▸ **BRIEF**
Drop the pictures; give again exactly the lines from the one holding "TARGET = jersey sponsor logo" through the end of the data.

[Point annotation records]
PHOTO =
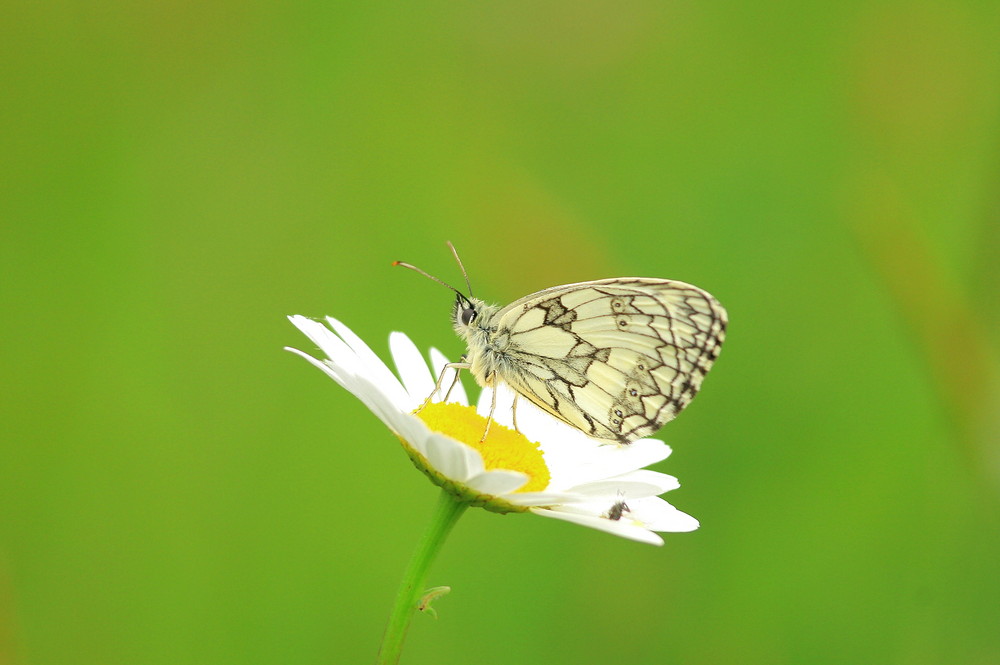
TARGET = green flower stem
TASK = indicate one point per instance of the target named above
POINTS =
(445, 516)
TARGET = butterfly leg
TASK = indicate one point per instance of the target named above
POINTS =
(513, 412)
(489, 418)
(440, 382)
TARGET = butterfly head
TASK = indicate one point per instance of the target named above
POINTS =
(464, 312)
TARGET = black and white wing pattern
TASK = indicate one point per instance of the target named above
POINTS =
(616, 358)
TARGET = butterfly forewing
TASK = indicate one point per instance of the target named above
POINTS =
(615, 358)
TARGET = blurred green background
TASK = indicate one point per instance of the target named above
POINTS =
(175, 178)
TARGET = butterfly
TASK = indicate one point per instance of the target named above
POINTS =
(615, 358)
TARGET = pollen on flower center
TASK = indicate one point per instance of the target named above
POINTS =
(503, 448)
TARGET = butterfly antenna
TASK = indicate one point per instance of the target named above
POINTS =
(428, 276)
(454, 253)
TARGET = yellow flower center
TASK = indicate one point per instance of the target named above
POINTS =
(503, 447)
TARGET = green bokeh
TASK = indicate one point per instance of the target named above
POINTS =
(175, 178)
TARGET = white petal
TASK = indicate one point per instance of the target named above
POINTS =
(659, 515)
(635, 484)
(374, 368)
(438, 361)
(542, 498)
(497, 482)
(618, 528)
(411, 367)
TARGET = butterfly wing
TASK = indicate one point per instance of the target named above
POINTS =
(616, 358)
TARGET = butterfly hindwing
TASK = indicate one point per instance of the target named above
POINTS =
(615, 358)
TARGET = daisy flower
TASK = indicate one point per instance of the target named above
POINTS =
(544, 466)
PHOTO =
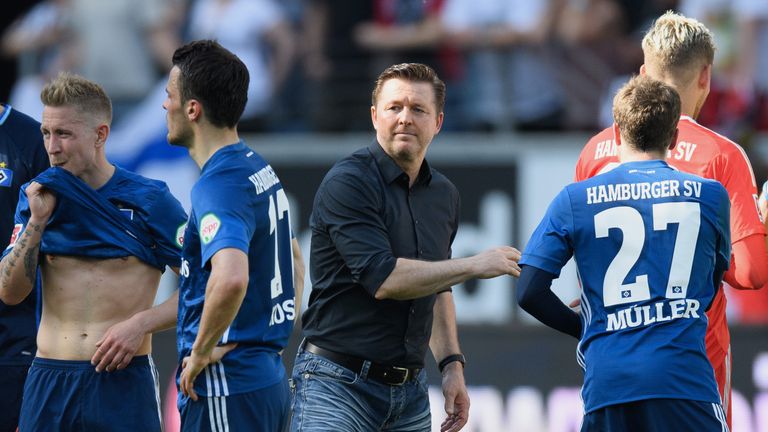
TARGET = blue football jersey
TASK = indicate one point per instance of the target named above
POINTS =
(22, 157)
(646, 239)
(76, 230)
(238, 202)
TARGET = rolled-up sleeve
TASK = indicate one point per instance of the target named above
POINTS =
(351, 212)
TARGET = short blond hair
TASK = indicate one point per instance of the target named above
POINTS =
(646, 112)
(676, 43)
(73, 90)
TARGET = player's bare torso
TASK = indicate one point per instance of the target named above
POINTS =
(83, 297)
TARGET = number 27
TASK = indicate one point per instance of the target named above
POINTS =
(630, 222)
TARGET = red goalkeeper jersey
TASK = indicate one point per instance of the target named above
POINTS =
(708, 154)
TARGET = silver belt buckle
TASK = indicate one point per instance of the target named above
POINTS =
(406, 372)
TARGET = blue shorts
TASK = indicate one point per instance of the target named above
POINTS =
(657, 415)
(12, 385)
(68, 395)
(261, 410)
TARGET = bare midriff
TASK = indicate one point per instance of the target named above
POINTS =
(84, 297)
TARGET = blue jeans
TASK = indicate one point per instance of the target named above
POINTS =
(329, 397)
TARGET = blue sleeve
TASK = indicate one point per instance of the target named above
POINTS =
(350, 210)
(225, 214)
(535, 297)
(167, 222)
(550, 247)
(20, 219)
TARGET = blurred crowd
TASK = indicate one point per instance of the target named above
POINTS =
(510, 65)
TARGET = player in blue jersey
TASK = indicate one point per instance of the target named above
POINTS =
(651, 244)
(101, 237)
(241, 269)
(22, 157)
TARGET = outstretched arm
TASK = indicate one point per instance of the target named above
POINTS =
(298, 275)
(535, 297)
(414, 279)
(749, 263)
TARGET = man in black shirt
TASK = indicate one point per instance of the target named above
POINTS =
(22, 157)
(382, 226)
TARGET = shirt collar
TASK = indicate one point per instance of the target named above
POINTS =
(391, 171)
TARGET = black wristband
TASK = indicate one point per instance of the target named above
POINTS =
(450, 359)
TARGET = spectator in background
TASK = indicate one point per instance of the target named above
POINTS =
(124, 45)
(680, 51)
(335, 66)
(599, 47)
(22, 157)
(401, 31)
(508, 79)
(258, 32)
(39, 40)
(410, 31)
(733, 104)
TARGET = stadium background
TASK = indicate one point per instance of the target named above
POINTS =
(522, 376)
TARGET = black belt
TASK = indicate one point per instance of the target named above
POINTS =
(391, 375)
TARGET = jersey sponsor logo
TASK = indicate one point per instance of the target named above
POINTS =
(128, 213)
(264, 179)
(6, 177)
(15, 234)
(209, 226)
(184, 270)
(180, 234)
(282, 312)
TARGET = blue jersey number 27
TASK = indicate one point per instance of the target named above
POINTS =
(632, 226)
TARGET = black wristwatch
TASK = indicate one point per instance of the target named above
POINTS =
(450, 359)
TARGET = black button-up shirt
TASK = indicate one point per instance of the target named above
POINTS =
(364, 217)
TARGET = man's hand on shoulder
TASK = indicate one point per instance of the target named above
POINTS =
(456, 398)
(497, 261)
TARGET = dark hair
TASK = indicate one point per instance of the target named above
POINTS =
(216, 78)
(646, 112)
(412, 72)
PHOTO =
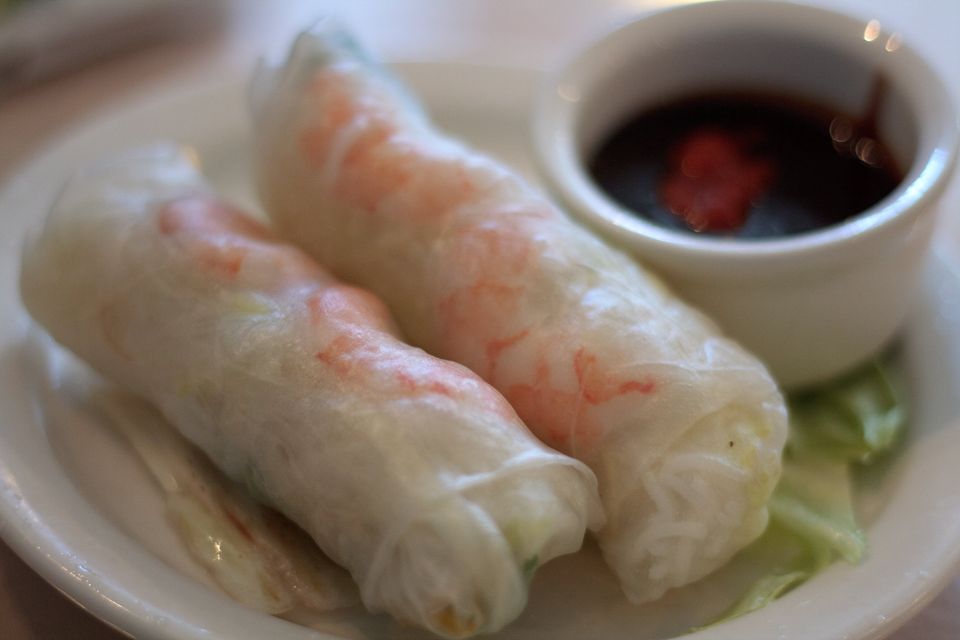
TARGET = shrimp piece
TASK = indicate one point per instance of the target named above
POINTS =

▸ **REPLY TO THE EXERCISE**
TARGET = jersey sponsor logo
TASK = indicate one point per instance of the target named above
POINTS =
(128, 213)
(264, 179)
(6, 177)
(15, 234)
(209, 226)
(184, 270)
(180, 234)
(282, 312)
TARGET = blue jersey number 27
TASK = indicate one point per instance of the target named above
POINTS =
(632, 226)
TARGET = black wristwatch
TASK = indicate one point per instance of the target named above
POINTS =
(450, 359)
TARGET = black button-up shirt
TASK = indicate one point per instance of the target named above
POINTS =
(364, 217)
TARGET = man's hand on shoulder
TASK = indicate one point per instance of the target named above
POINTS =
(456, 398)
(497, 261)
TARGET = dark hair
TASK = indicate one point per instance of the target named above
POINTS =
(216, 78)
(646, 112)
(412, 72)
PHOTO =
TARGET = shrimp piece
TASK = indicate one point per instance of the target named above
POINTS =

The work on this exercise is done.